Consigna 1
En el extracto sobre la cultura del esfuerzo, ¿qué nuevo nombre recibieron los aparejadores?
Consigna 2
Según el extracto sobre la cultura del esfuerzo, ¿por qué se otorga el título a quien no ha demostrado su conocimiento?
Consigna 3
Prolonga el extracto sobre la cultura del esfuerzo a partir de su última oración.
----- Extracto seleccionado
En el fondo de este éxito de la educación –que a su vez conlleva imperfecciones y fracasos– se encuentra el esfuerzo de quienes tratan de aprender una materia, un oficio o carrera. Y precisamente esa piedra angular es la que ahora se pone en cuestión. La cultura del esfuerzo se presenta como algo trasnochado, ineficiente e incluso se le atribuyen elementos totalitarios. Se quiere derribar cualquier obstáculo que impida a un joven llegar a la meta de su carrera: la obtención de un título que le capacite para ejercer una profesión. La fórmula es sencilla: se reduce a cero la validez de un examen y se otorga el título a quien no ha demostrado su conocimiento porque, naturalmente, suspender produce frustración y porque no todos tenemos las mismas capacidades, ni el mismo entorno sociocultural y económico.
Al final de los años sesenta terminé la carrera de magisterio y recibí el título acreditativo. Los alumnos de la escuela de magisterio, aun no universitaria, asistíamos a una revolución gramsciana en la que el lenguaje transforma la realidad. Fue el momento en el que los peritos pasaron a ser ingenieros técnicos, las enfermeras se denominaron ayudantes técnicas sanitarias y los aparejadores arquitectos técnicos. Algunos recién licenciados en magisterio proponíamos, a modo de burla, que en lugar de ser denominados como maestros se nos otorgara el título de 'Ingenieros en Pedagogía Sistemática Aplicada'. Con la carrera universitaria de periodismo ocurrió algo similar: no gustaba un título de periodista, tan hermoso como concreto, y se creó la Facultad de Ciencias de la Información –en la que me licencié y doctoré– y de esa manera los periodistas pasamos a ser científicos… de la información.
----------
----- Material reunido
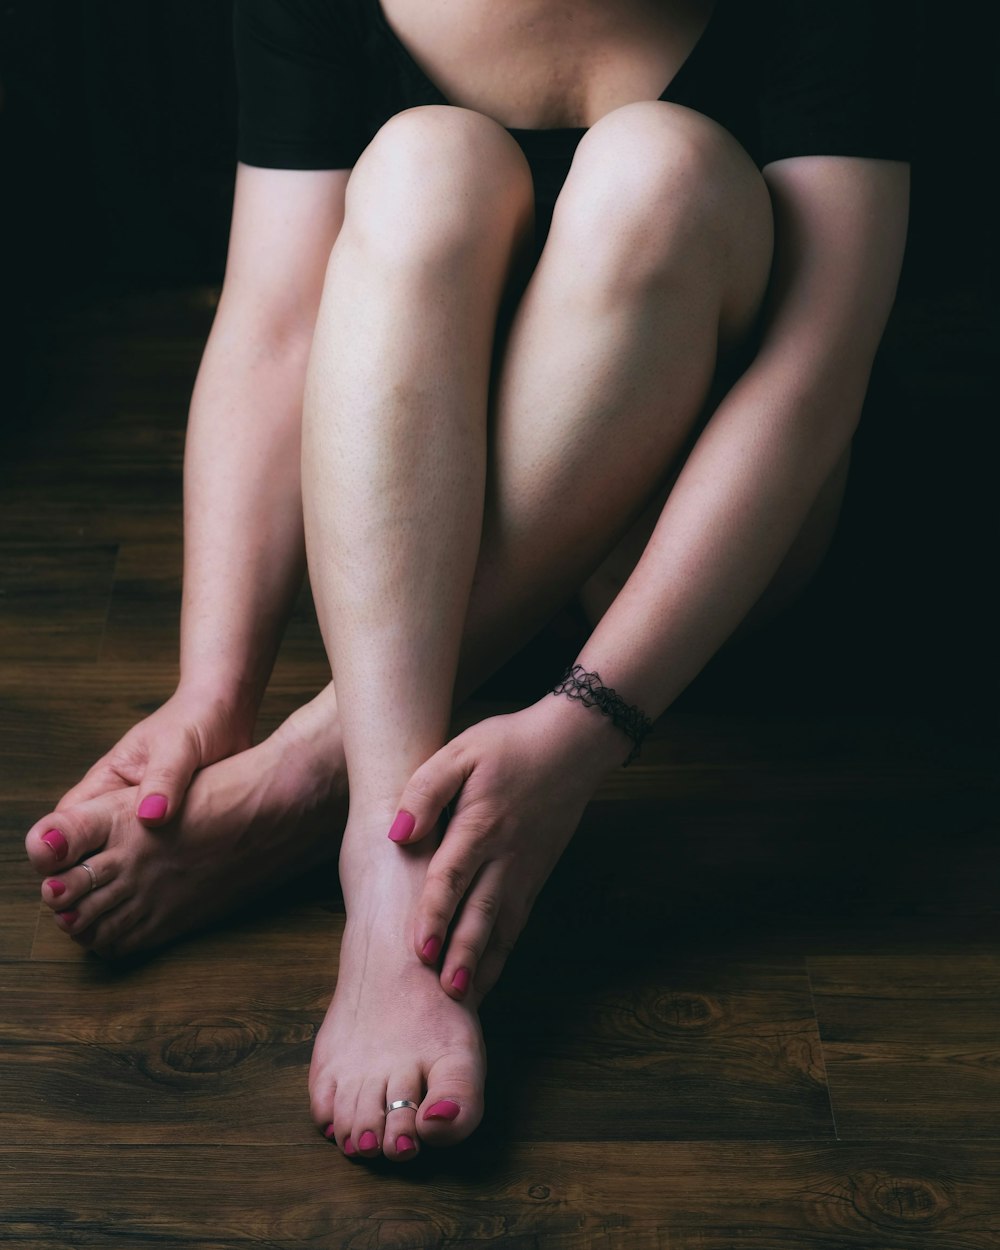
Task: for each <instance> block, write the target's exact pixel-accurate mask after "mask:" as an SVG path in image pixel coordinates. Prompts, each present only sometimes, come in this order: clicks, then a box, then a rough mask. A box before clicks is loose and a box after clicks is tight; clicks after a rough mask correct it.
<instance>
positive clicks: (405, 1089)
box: [382, 1068, 424, 1163]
----------
Respuesta 1
Pasaron a llamarse arquitectos técnicos.

Respuesta 2
Se otorga porque suspender produce frustración. También se alega que no todos tienen las mismas capacidades ni el mismo entorno sociocultural y económico.

Respuesta 3
Los gobernantes perseguían, como ahora, la meta de que los menos dotados, esforzados o tenaces lograran los mismos resultados que los que dedicaban horas al estudio. El rechazo al valor del mérito y esfuerzo supone un grave daño a las capas sociales con menos recursos, ya que, si los títulos y los cargos se obtienen sin demostrar conocimientos académicos, se devalúan tanto que al final no abren puertas y, de esa forma los más pudientes o mejor situados podrán colocar en cargos importantes a sus familiares. Las titulaciones y las oposiciones han sido y seguirán siendo, si no triunfa esta nueva forma de entender la enseñanza, un auténtico ascensor social.
En los años de la dictadura franquista, la calidad de la enseñanza en los centros públicos era muy superior a la impartida en los regidos por las entidades privadas, mayoritariamente congregaciones religiosas. Ahora, ese instrumento para igualar las oportunidades se ha deteriorado, porque la enseñanza en los centros públicos no logra ofrecer una educación de calidad que supere a la de los institutos concertados.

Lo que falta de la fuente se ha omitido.